[DATA EXTRACT — start]

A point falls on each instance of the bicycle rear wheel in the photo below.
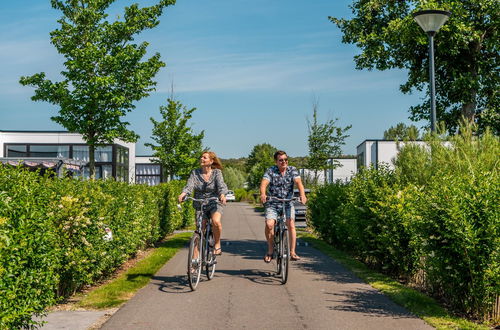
(194, 260)
(210, 257)
(285, 256)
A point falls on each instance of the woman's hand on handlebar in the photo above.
(180, 199)
(222, 198)
(263, 198)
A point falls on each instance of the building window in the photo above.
(121, 161)
(361, 160)
(149, 174)
(17, 150)
(49, 151)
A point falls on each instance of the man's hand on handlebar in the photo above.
(303, 199)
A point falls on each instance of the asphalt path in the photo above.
(246, 294)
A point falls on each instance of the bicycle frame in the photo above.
(281, 242)
(201, 242)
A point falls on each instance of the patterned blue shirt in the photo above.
(281, 186)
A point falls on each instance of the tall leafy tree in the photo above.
(234, 177)
(467, 53)
(259, 159)
(105, 71)
(177, 148)
(325, 142)
(402, 132)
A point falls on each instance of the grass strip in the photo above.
(414, 301)
(124, 286)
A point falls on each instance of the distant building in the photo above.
(343, 172)
(377, 152)
(115, 160)
(148, 172)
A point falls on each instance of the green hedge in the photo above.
(52, 235)
(434, 220)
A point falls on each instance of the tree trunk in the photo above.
(469, 111)
(92, 161)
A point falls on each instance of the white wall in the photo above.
(346, 170)
(59, 138)
(381, 152)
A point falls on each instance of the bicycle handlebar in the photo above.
(202, 200)
(282, 199)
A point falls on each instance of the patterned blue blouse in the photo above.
(281, 186)
(214, 187)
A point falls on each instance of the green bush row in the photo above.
(52, 235)
(433, 220)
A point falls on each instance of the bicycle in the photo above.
(201, 247)
(281, 245)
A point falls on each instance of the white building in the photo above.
(377, 152)
(347, 168)
(114, 160)
(147, 172)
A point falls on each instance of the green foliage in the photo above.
(260, 158)
(245, 195)
(401, 132)
(434, 219)
(52, 235)
(177, 148)
(466, 53)
(234, 178)
(104, 73)
(238, 163)
(325, 141)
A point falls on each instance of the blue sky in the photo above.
(253, 70)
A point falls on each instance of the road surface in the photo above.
(245, 294)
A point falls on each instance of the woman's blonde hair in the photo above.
(216, 161)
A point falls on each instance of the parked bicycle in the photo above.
(201, 247)
(281, 243)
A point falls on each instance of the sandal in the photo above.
(268, 257)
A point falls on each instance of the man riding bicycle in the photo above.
(280, 178)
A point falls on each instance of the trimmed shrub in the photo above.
(436, 217)
(52, 235)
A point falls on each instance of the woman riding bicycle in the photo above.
(206, 182)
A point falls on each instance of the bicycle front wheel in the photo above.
(285, 256)
(194, 260)
(210, 258)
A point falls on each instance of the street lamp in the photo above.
(431, 21)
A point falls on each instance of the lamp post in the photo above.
(431, 21)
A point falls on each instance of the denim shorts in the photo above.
(273, 210)
(210, 209)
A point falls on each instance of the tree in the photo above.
(467, 54)
(234, 178)
(177, 148)
(260, 158)
(105, 73)
(325, 141)
(402, 132)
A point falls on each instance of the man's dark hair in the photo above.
(279, 153)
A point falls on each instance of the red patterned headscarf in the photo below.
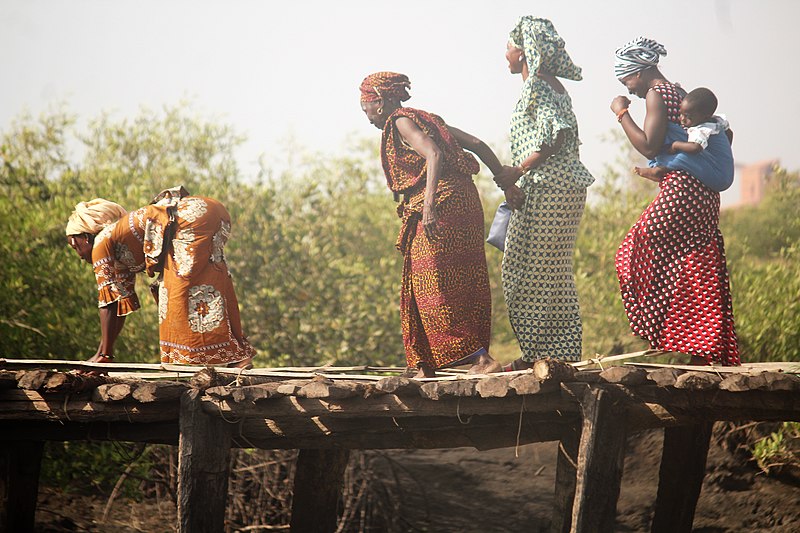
(385, 85)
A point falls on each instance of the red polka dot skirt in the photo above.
(673, 275)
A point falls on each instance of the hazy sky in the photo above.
(274, 69)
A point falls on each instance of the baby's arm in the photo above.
(686, 147)
(651, 173)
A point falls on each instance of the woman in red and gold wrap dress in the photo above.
(198, 312)
(445, 301)
(671, 265)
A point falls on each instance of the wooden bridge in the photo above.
(326, 412)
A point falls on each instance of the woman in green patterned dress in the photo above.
(547, 189)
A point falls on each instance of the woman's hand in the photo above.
(507, 177)
(619, 103)
(515, 197)
(430, 220)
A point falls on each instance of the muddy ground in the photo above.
(464, 490)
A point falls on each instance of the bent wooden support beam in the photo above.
(203, 467)
(601, 456)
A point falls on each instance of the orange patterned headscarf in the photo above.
(385, 84)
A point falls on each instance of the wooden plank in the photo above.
(60, 364)
(203, 468)
(624, 375)
(599, 360)
(553, 369)
(17, 404)
(566, 477)
(317, 490)
(158, 391)
(697, 381)
(787, 367)
(111, 392)
(20, 463)
(600, 462)
(151, 432)
(388, 405)
(480, 432)
(680, 478)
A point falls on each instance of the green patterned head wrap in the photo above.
(543, 47)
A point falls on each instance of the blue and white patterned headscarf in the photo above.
(543, 47)
(637, 55)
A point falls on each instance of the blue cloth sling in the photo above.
(713, 166)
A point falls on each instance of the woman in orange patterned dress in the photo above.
(445, 302)
(198, 312)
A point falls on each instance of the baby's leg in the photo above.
(651, 173)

[DATA EXTRACT — finish]

TO DO
Would you copy every entry exactly as it stands, leaving out the pictures?

ANSWER TO THE EXERCISE
A point falls on each instance of the bicycle rear wheel in the photo below.
(194, 260)
(210, 257)
(285, 256)
A point falls on each instance of the woman's hand on handlebar in the photo above.
(180, 199)
(222, 198)
(263, 198)
A point falls on each instance of the building window in the photo above.
(121, 161)
(361, 160)
(149, 174)
(17, 150)
(49, 151)
A point falls on each instance of the man's hand on handlebar in the photo above.
(303, 199)
A point falls on each instance of the asphalt path in the photo above.
(246, 294)
A point falls on each instance of the bicycle frame in the photo above.
(281, 242)
(201, 242)
A point falls on each instance of the patterned blue shirt in the photo above.
(281, 186)
A point falls on each instance of the tall leafy tree in the photo above.
(234, 177)
(467, 53)
(259, 159)
(105, 71)
(177, 148)
(325, 142)
(402, 132)
A point falls on each instance of the grass strip in the photo above.
(414, 301)
(124, 286)
A point falls on each instance of the distant building in the photo above.
(343, 172)
(377, 152)
(115, 160)
(148, 172)
A point falls on each instance of the green hedge in the photo above.
(52, 235)
(434, 220)
A point falls on each instance of the tree trunk in the photo above.
(469, 111)
(92, 161)
A point falls on each instance of the white wall in the photo above.
(346, 170)
(59, 138)
(381, 152)
A point falls on each instance of the bicycle handlebar in the photo above.
(202, 200)
(282, 199)
A point falls on each instance of the patterned blue blouse in the photo above.
(281, 186)
(214, 187)
A point falls on each instance of the green bush row in the photo above.
(52, 235)
(433, 220)
A point falls on each instance of the bicycle in the photo above.
(201, 247)
(281, 245)
A point falls on each instance of the white building in the photo above.
(377, 152)
(347, 168)
(114, 160)
(147, 172)
A point falls on each instance of the green foliage in the photo above.
(260, 158)
(245, 195)
(401, 132)
(434, 219)
(52, 235)
(177, 148)
(466, 53)
(234, 178)
(104, 73)
(238, 163)
(325, 141)
A point falls on each instance of the blue sky in the photo above.
(253, 70)
A point falls on each instance of the road surface in the photo above.
(245, 294)
A point falls on each instance of the woman's blonde hair in the photo above.
(216, 161)
A point falls on each instance of the parked bicycle in the photo above.
(201, 247)
(281, 243)
A point falls on each instance of the sandal in the photo above.
(268, 257)
A point falls on each instance of the man riding bicycle in the photo above.
(280, 178)
A point falls on each instance of the trimmed shrub in the photo above.
(436, 217)
(52, 235)
A point falls on each instance of the woman riding bicycle in the photo above.
(206, 182)
A point falls on each instance of the bicycle front wheel in the photo above.
(285, 256)
(194, 260)
(210, 258)
A point falls on each instance of the street lamp in the photo above.
(431, 21)
A point falls on each instance of the lamp post in the photo above.
(431, 21)
A point falls on each instance of the denim shorts in the photo above.
(273, 210)
(210, 209)
A point falls on each instance of the tree in the photo above.
(467, 54)
(234, 178)
(177, 148)
(260, 158)
(105, 73)
(325, 141)
(402, 132)
A point falls on each instance of the man's dark hair in the photo above.
(279, 153)
A point falls on each instance of the red patterned headscarf in the photo below.
(385, 85)
A point falls on each instance of the red polka dot skirt in the photo above.
(673, 275)
A point falls on each instance of the hazy sky in the photo above.
(274, 69)
A point falls on each instance of the baby's arm in the photo above.
(686, 147)
(651, 173)
A point falls on each instance of the woman in red and gold wrap dress in the photo above.
(198, 312)
(445, 301)
(671, 265)
A point falls on each instance of the wooden bridge in the photo above.
(326, 412)
A point falls on each instance of the woman in green patterned dress in the photo above.
(547, 189)
A point falls on each instance of the woman's hand in the photo above.
(507, 177)
(619, 103)
(515, 197)
(430, 220)
A point falls on each instance of the muddy ground in the photo above.
(464, 490)
A point falls on each instance of the bent wooden support beam in the photo above.
(203, 467)
(601, 456)
A point falls on each instance of the orange patterned headscarf in the photo above.
(385, 84)
A point falls on each instance of the wooden plank in the photo above.
(60, 364)
(203, 468)
(624, 375)
(599, 360)
(553, 369)
(17, 404)
(566, 477)
(317, 490)
(158, 391)
(697, 381)
(787, 367)
(111, 392)
(20, 463)
(600, 462)
(151, 432)
(388, 405)
(480, 432)
(680, 478)
A point falls on each instance of the green patterned head wrap in the photo above.
(543, 47)
A point falls on each instance of the blue and white patterned headscarf in the photo above.
(543, 47)
(637, 55)
A point falls on each instance of the blue cloth sling in the photo above.
(713, 166)
A point falls on each instance of the woman in orange patterned dress in the photo above.
(445, 302)
(198, 312)
A point falls on each instance of the baby's leg in the photo above.
(651, 173)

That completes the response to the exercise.